CLAIMS What is claimed is:

1. A marine anti-fouling composition, comprising:

a base formulation; and

one or more abatement agent, the abatement agent comprising one or more of a nuisance marine biota irritating agent, a biocide, an enzymatic agent that dissolves marine arthropod cements, an anti-androgen agent that disrupts marine arthropod settlement cues and combinations thereof.

2. The marine anti-fouling composition of claim 1, wherein the nuisance marine biota irritating agent comprises a naturally-occurring composition.

3. The marine anti-fouling composition of claim 1, wherein the nuisance marine biota irritating agent comprises a pharmaceutical composition.

4. The marine anti-fouling composition of claim 1, wherein the abatement agent comprises one or more of:

(a) caffeine comprising liquid caffeine preparations, coffee grinds- based pigments and combinations thereof;

(b) bicarbonate comprising potassium bicarbonate, sodium bicarbonate and combinations thereof;

(c) cinnamic acid comprising hydroxycinnamic acid, a-cyano-4- hydroxycinnamic acid, caffeic acid, cichoric acid, chlorogenic acid, coumaric acid, coumarin, ferulic acid (3-methoxy-4-hydroxycinnamic acid), sinapinic acid (3,5-dimethoxy-4-hydroxycinnamic acid) and combinations thereof;

(d) hydroxycinnamoyltartaric acid comprising caftaric acid, coutaric acid, fertaric acid and combinations thereof;

(e) sulphate comprising sodium dodecyl sulphate (SDS); (f) mercaptan comprising 2-mercaptoethanol (2 -ME);

(g) guanidine thiocyanate;

(h) protease comprising serine-protease;

(i) an enzyme comprising catechol oxidase, polyphenol oxidase (PPO), tyrosinase and combinations thereof;

(j) garlic comprising garlic oils, garlic powders, oils comprising garlic and pepper, powders comprising garlic and oil and combinations thereof;

(k) saponin comprising a lemmatoxin, Phytolacca plant (Endod) extract, P. acinosa, P. americana, P. brachystachys, P. dioica, P. esculenta, P. lioida, P. octandra, P. rivinoides, P. rugose and combinations thereof;

(1) plant-derived anti-androgen comprising extracts of spearmint (Mentha spicata), lingzhi mushroom (Ganoderma, a/k/a "red reishi"), licorice (Glycyrrhiza glabra), Chinese peony (Paeonia lactiflora), black cohosh (Actaea racemosa), green tea (Camellia sinensis), saw palmetto (Serenoa repens) and combinations thereof; and

(m) Ferric phosphate (FeP04), comprising any of its known polymorphs or combinations thereof.

^^^^^^^^^^^^^^^^

- **Parts of the exercise**
a – Repeat the stretch of the anti-fouling claims from "1. A marine" through "a naturally-occurring composition.".
b – According to claim 1 of the anti-fouling claims, what does the enzymatic agent do, and what does the anti-androgen agent do?
c – Write the next part of the anti-fouling claims, picking up after the last claim shown.

[Point-per-instance localization data]
^^^^^^^^^^^^^^^^

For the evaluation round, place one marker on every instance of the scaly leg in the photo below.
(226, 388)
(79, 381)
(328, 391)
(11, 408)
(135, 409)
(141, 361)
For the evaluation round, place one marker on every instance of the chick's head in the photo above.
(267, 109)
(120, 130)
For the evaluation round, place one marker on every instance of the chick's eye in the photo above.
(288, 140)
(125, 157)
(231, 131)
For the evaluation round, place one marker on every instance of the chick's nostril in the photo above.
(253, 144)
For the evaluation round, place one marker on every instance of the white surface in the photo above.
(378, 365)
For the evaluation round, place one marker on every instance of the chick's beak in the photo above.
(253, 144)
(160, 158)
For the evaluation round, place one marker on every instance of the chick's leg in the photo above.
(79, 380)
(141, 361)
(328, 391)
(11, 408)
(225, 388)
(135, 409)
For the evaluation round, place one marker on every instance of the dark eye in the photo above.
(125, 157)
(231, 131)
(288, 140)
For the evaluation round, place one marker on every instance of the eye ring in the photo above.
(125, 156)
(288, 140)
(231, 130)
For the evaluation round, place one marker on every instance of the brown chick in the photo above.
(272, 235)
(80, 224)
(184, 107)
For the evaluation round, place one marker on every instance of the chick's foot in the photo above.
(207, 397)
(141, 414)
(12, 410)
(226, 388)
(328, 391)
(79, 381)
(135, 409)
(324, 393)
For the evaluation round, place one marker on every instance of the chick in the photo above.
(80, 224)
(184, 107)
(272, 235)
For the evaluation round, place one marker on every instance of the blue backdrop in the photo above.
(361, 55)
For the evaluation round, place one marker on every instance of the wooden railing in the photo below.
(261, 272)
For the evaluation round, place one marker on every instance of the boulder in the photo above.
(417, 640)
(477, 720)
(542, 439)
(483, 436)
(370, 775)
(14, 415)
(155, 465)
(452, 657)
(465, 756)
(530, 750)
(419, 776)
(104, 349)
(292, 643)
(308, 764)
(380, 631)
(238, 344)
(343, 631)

^^^^^^^^^^^^^^^^

- **Answers for the exercise**
a –
1. A marine anti-fouling composition, comprising:

a base formulation; and

one or more abatement agent, the abatement agent comprising one or more of a nuisance marine biota irritating agent, a biocide, an enzymatic agent that dissolves marine arthropod cements, an anti-androgen agent that disrupts marine arthropod settlement cues and combinations thereof.

2. The marine anti-fouling composition of claim 1, wherein the nuisance marine biota irritating agent comprises a naturally-occurring composition.

b – The enzymatic agent dissolves marine arthropod cements. The anti-androgen agent disrupts marine arthropod settlement cues.

c –
The composition of claim 4 wherein the base formulation comprises a paint. The composition of claim 5 wherein the paint comprises an enamel paint. The composition of claim 6 wherein the paint comprises polyurethane enamel paint.

The composition of claim 1 wherein the base formulation comprises an enamel.